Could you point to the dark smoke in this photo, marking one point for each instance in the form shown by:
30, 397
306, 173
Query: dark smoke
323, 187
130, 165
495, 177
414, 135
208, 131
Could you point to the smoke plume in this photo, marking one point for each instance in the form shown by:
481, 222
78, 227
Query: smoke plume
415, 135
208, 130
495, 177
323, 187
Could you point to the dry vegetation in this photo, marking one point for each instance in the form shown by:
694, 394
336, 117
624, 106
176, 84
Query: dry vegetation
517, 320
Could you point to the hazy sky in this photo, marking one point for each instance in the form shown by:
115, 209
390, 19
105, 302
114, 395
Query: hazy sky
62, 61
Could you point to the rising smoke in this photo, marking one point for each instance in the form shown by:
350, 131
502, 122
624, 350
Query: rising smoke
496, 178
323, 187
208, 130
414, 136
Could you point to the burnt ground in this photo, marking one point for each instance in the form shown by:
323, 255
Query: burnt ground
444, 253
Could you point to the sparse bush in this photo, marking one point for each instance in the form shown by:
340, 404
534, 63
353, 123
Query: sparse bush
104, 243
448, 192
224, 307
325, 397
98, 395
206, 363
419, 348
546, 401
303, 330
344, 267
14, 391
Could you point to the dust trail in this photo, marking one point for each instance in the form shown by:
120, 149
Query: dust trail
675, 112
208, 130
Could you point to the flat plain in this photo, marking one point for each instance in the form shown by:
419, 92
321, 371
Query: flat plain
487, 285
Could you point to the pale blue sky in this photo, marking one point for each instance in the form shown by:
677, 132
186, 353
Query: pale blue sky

■ ■ ■

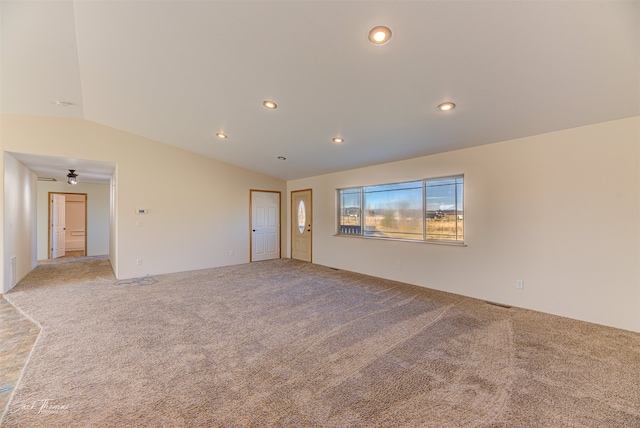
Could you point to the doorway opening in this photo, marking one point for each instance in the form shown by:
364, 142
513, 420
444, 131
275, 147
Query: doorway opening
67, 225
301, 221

■ ■ ■

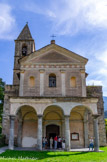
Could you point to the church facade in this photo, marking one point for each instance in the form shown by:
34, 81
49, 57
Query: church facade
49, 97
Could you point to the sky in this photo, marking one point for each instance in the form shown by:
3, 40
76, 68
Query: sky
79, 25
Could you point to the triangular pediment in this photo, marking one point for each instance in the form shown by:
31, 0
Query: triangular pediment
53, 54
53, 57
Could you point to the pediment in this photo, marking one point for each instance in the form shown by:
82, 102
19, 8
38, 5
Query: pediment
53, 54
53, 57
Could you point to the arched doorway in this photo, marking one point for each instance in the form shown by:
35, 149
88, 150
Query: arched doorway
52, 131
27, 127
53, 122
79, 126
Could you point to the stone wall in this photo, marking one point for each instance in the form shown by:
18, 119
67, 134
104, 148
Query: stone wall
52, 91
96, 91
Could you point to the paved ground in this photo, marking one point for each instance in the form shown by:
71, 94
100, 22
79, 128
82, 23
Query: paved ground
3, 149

■ ■ ■

Rewrite the records starting at the line containing "Could you point to the pale" and ending at the line containing "Query: pale blue sky", changing "pale blue sky" to "clear blue sky" and leaving everything else unchanged.

* [Task solution]
Could you point to the clear blue sky in this photo, marking one point for each instance in the form shown by:
677, 132
186, 353
Query: clear blue sky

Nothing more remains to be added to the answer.